▸ What you should do
Each line below is to be written out in full, exactly as shown.

Position identification records

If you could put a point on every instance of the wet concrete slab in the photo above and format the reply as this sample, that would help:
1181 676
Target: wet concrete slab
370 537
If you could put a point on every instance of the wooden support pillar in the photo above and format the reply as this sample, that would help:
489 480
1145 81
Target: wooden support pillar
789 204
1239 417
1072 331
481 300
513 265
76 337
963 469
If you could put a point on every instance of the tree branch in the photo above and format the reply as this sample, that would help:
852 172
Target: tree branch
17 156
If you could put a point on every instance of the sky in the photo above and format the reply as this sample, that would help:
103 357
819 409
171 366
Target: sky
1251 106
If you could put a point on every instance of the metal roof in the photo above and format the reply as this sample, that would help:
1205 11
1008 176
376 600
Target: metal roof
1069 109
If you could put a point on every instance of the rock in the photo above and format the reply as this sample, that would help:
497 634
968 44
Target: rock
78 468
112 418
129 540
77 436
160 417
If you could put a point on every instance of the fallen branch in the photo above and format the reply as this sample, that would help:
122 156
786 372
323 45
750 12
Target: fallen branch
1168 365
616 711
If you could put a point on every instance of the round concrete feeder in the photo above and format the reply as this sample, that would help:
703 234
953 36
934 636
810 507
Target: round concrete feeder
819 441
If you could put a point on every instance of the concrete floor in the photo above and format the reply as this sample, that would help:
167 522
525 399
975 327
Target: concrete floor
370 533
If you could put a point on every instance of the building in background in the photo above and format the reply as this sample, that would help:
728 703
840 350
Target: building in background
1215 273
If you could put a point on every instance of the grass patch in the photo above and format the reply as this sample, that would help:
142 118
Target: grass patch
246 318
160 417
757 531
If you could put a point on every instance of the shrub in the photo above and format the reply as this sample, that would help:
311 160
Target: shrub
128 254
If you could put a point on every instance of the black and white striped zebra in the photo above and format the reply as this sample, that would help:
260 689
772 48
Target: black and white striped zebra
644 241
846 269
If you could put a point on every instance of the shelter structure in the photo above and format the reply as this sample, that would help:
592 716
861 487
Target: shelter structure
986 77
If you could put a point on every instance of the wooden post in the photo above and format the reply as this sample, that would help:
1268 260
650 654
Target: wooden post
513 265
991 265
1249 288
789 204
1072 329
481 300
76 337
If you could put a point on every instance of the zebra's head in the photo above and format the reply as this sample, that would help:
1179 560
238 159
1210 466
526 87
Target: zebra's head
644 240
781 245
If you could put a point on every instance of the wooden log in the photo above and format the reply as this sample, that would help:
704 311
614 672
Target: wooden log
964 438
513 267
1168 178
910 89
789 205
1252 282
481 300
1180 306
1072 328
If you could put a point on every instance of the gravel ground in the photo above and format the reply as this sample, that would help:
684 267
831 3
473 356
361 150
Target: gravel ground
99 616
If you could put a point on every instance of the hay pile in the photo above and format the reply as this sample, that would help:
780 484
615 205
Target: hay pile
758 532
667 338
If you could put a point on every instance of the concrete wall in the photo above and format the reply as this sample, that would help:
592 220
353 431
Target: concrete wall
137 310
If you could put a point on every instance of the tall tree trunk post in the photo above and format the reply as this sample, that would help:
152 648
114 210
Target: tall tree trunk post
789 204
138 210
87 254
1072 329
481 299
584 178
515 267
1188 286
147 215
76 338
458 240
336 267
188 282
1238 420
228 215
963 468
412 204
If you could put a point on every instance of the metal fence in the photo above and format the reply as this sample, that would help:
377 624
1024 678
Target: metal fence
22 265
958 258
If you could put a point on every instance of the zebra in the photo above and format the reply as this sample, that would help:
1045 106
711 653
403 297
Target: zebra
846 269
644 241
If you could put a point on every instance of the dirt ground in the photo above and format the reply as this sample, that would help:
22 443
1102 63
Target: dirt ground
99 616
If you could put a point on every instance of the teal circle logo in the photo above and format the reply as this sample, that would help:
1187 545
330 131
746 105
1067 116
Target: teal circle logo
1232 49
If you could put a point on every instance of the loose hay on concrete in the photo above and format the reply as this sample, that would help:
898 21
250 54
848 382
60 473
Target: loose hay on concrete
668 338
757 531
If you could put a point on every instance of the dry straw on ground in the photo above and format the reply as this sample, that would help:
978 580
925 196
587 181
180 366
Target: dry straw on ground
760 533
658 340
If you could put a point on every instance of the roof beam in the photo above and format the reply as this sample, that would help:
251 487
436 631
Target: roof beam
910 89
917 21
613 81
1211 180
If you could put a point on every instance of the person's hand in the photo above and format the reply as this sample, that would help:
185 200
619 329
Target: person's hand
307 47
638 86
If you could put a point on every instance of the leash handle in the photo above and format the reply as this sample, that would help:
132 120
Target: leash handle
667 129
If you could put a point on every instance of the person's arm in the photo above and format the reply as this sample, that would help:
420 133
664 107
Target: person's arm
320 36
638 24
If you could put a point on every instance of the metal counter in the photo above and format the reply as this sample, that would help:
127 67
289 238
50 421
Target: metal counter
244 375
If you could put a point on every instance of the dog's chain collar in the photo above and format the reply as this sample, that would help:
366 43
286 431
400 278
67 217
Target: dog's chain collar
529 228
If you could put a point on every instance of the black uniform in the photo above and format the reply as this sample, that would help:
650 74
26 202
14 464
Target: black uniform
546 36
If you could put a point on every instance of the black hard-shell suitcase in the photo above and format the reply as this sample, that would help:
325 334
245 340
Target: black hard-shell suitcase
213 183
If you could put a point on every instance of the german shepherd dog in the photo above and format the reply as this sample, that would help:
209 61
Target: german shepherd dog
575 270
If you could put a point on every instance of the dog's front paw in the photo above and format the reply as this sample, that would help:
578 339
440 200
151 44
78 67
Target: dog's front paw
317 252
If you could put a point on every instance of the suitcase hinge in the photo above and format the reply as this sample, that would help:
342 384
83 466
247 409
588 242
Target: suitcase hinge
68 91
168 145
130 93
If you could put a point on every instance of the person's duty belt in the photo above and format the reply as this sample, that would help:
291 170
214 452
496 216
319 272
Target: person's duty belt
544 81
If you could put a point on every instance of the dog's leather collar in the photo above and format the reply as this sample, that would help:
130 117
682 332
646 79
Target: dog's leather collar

▸ Result for this exercise
If you could put a point on every instance of the wet concrete slab in the photo above and format the reply as this sample, that would help:
1181 676
Target: wet concrete slab
370 537
If you could put a point on every instance of the wooden support pillar in the photo above and format the reply as this sample, that would help:
489 480
1145 81
Target: wooden support pillar
789 204
1239 417
1072 331
481 300
513 265
76 337
963 469
If you could put a point on every instance of the tree branch in the photo above and format the reply as this sample, that would help:
852 172
Target: tree branch
17 156
If you could put a point on every instance of the sky in the photo above and format the reply as this sample, that would help:
103 357
819 409
171 366
Target: sky
1251 106
If you could put a point on every instance of the metal roof in the photo above and format the reply as this sample, that would help:
1205 11
1008 176
376 600
Target: metal roof
1069 109
If you could put a point on every instance of the rock in the photo above and format the reply as this sample, that would help:
497 634
968 44
Target: rock
78 468
112 418
129 540
77 436
160 417
If you could put a point on every instance of the fallen branch in the photo above and format the reply as this sample, that would help:
122 156
786 372
323 45
750 12
Target: fallen branch
1168 365
616 711
If you could put a point on every instance of the round concrete feeder in the photo above and format the reply as this sample, that would help:
703 234
953 36
934 636
810 507
Target: round concrete feeder
819 441
If you could put a point on every instance of the concrete floor in the photo above and format the reply as this sample, that would help:
167 522
525 399
975 327
Target: concrete floor
370 533
If you could put a point on every instance of the building in background in the photo above and format the reply as this sample, that would help:
728 703
840 350
Target: building in background
1215 273
If you could put a point on every instance of the grass patch in the photo above and format the reply as this sample, that would help:
142 118
Target: grass patch
246 318
160 417
757 531
If you could put a point on every instance of the shrub in the photo above and format the reply as this sample, that would help:
311 160
Target: shrub
128 254
If you could put a point on every instance of the black and white striped zebra in the photo above and format the reply as this sample, that would help:
260 689
772 48
Target: black and white striped zebra
644 241
846 269
If you could put a point on every instance of the shelter structure in the photo above and format the reply as this sample, that would help:
592 716
861 487
Target: shelter structure
986 77
If you could put a point on every instance of the wooden post in the photo above and format the reply as this sample, that would help:
1268 260
650 654
Target: wooden post
513 265
991 265
1249 288
789 204
1072 329
481 300
76 337
If you could put a point on every instance of the zebra's head in the photo above and format the reply as this sample, that would help:
1179 560
238 159
1210 466
526 87
Target: zebra's head
644 240
781 245
If you could put a point on every instance of the wooden log in the photo above and format the reply as this sample, that would help:
704 311
614 672
Target: wooden log
964 438
513 267
1168 178
910 89
789 205
1252 282
481 300
1180 306
1072 328
If you could put a point on every instance of the gravel ground in the photo above and format the reply as this sample, that would help:
684 267
831 3
473 356
361 150
Target: gravel ground
99 616
If you could put a point on every instance of the hay pile in the photo above and format the reply as this sample, that would help:
780 484
615 205
Target: hay pile
758 532
667 338
If you could put a point on every instance of the concrete wall in the photo above and format the reply as this sample, that would help:
592 220
353 431
Target: concrete wall
137 310
If you could put a point on every instance of the tall tree trunk post in the photo above and format the reply as this sample, that would help:
152 648
114 210
Target: tall tree trunk post
789 204
138 210
87 254
1072 329
481 299
584 178
515 267
1188 286
147 215
76 338
458 240
336 267
188 282
1238 420
228 215
963 468
412 204
If you could put a point on every instance of the metal fence in the photo above and format the reply as this sample, that would help:
377 624
1024 678
Target: metal fence
22 265
958 258
If you could put a point on every instance of the zebra in the photo above and format the reply as this sample, that would help:
1045 106
711 653
403 297
Target: zebra
846 269
644 241
If you could put a point on every instance of the dirt ground in the photo above and format the reply as this sample, that would help:
22 443
1102 63
Target: dirt ground
99 616
If you could put a point on every instance of the teal circle logo in the photo above and format the reply as this sample, that would help:
1187 545
330 131
746 105
1067 116
Target: teal circle logo
1232 49
If you could put a point on every instance of the loose hay on concrete in the photo above and format the reply as this sample, that would help:
898 21
250 54
848 382
60 473
Target: loose hay on concrete
668 338
757 531
If you could put a point on every instance of the dry straw on ground in the photo above and format the reply as this sample, that would help:
978 580
925 196
587 181
180 366
Target: dry straw on ground
760 533
658 340
If you could put a point on every instance of the roof beam in the photo above and format the reply as this sample, that would help:
251 487
436 631
Target: roof beam
910 89
917 21
613 81
1211 180
If you could put a point on every instance of the person's hand in the photo above and format the reply as this sample, that would help:
185 200
619 329
Target: person's hand
307 47
638 86
If you could put a point on every instance of the leash handle in the photo above and format the reply as this sample, that would help:
132 120
Target: leash handle
667 129
If you could put a point on every instance of the person's arm in the photo above and format the reply as this sample, that would help:
420 133
664 107
Target: person's arm
320 36
638 24
If you could put a point on every instance of the metal counter in the photo above and format the reply as this sample, that would help:
127 67
289 238
50 421
Target: metal counter
244 375
If you could put a point on every instance of the dog's chain collar in the photo above and format the reply as this sample, that would help:
366 43
286 431
400 278
67 217
Target: dog's chain collar
529 228
If you could put a point on every instance of the black uniform in the photo above and format the reply as this sample, that would help:
650 74
26 202
14 464
Target: black uniform
546 36
If you could put a point on every instance of the black hard-shell suitcase in the photo above and format the reply as this sample, that would help:
325 334
245 340
Target: black hard-shell suitcase
213 183
If you could put a point on every instance of the german shepherd dog in the photo above and format the reply as this sample, that would help:
209 61
Target: german shepherd dog
575 270
If you could put a point on every instance of the dog's front paw in the photo above and format the reply as this sample, that would help:
578 339
440 200
151 44
78 67
Target: dog's front paw
317 252
If you could put a point on every instance of the suitcase hinge in the photo above and format the reply as this sample, that would help:
342 384
83 466
247 409
588 242
Target: suitcase hinge
68 91
168 145
130 93
If you could put a point on every instance of the person's duty belt in the photo above and format the reply as this sample, that would help:
291 170
214 452
496 216
319 272
Target: person's duty belt
544 81
If you could put a point on every instance of the dog's leather collar in the photo above and format the reply as this sample, that would help:
130 117
682 332
646 79
Target: dog's leather collar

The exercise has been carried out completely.